夏休みは大きなイベントがあって,その疲労回復とでほとんどつぶれました。その分,リフレッシュはできて,学会発表の準備がようやく始まったという感じ。いろいろと考えを巡らせているところです。事例研究なので,事例を通して発表するわけだけど,それをどういう方向でまとめるかは,大まかには見えていても実際にまとめていく過程で変化が出てくる。自分と事例研究の間にある関係性のあり方は,ある種の自律性をもっているような気がする。どういう形で帰結するか,楽しみでもあり,産みの苦しみでもある。その結果は,できれば実際の発表でご覧ください。というわけで,学会発表に向けてプレイセラピーのことを考える一環で,このブログでも書いてみたいと思います。
プレイセラピーの枠ということを考える中に,「限界設定」ということがある。これは,プレイセラピーに限られた考え方ではなくて,境界例の治療論でもよく出てくる。簡単に説明すると,クライエントさんの行動などに何らかの制限を設定することで,ここまではいいけどこれ以上はダメというような,線引きをすること。臨床的には,面接構造上の自我の枠(=守り)をきちんと設定することで,水準的には自我の守りが弱いクライエントさんを守り,その枠の中で安全にカウンセリング/心理療法を展開していくために必要になってくる。プレイセラピーの限界設定としては,遊びの展開があまりにも破壊的だったりする場合に,セラピスト側が限界を設定することで,子ども自身もセラピストも守ることができる。ただ,どこに限界設定の線引きをするかというのは,セラピスト自身の器というか限界もあって,そこを認識していないとセラピスト自身も脅威にさらされるし,かといってあまりにも限界設定が窮屈になると,プレイセラピーとしての広がりや深まりというものも制限してしまう。本質的には,子どもの状態を的確にアセスメントしつつ,子どもが展開するプレイが崩壊に向かわないギリギリのところで設定するのがベストだと思う。
限界設定は,そのクライエントさんに対しては,一度設定したらそう簡単に変えられない。プレイセラピーで言えば,ある時はダメだけどある時はOKとなると,子どもが混乱する。だから,どこで限界設定をするかは,絶えず見極めておかないといけない。セラピスト側としては,まず自分の限界がどこかをよくわかっておく必要があるし,基本的には自分の許容できる限界を超えてプレイを展開させてはいけない。その上で,自分の限界を広げたり深めたりしていく努力は必要なので,自分の限界にかかっている心理的な壁があるなら,やはり教育分析などを通して扱っていくことが必要だ。この意味で,プレイセラピストは一緒に遊べばいいから教育分析など必要ないというのは間違いだし,ある意味で大人よりもストレートにセラピスト側が揺さぶられることもある。そして,この限界設定はあくまでもクライエントとセラピストの間の関係性によって変わってくることが,重要な要素だと思う。

» 利用可能なデータ
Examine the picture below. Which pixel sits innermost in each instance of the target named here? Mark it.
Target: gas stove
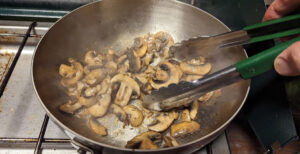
(25, 128)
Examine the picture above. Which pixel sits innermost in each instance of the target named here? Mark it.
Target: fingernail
(282, 67)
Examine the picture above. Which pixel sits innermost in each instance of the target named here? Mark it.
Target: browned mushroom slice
(184, 128)
(91, 58)
(70, 107)
(206, 97)
(140, 46)
(124, 67)
(185, 115)
(134, 115)
(76, 90)
(194, 110)
(100, 108)
(191, 78)
(146, 140)
(104, 86)
(71, 74)
(82, 113)
(127, 87)
(121, 59)
(163, 121)
(91, 91)
(111, 55)
(111, 67)
(196, 67)
(134, 61)
(87, 101)
(94, 77)
(119, 112)
(97, 127)
(167, 74)
(169, 141)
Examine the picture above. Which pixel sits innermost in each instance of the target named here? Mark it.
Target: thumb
(288, 62)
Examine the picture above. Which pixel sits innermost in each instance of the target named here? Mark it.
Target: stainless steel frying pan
(114, 24)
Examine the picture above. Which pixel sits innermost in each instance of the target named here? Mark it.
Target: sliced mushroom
(76, 90)
(169, 141)
(100, 108)
(146, 140)
(134, 115)
(123, 68)
(184, 128)
(87, 101)
(111, 55)
(194, 110)
(75, 69)
(206, 97)
(134, 61)
(127, 87)
(119, 112)
(104, 86)
(121, 59)
(70, 107)
(91, 58)
(82, 113)
(91, 91)
(191, 78)
(94, 77)
(66, 71)
(88, 68)
(163, 121)
(185, 115)
(97, 127)
(173, 75)
(201, 69)
(140, 46)
(111, 67)
(147, 59)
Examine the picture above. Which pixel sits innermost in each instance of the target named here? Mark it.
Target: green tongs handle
(261, 62)
(286, 26)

» 課題について
提示文の「限界設定は,そのクライエントさんに対しては,一度設定したらそう簡単に変えられない。」という一文を英語に訳しなさい。

» 完成した解答
Once limits have been set for a particular client, they cannot be changed so easily.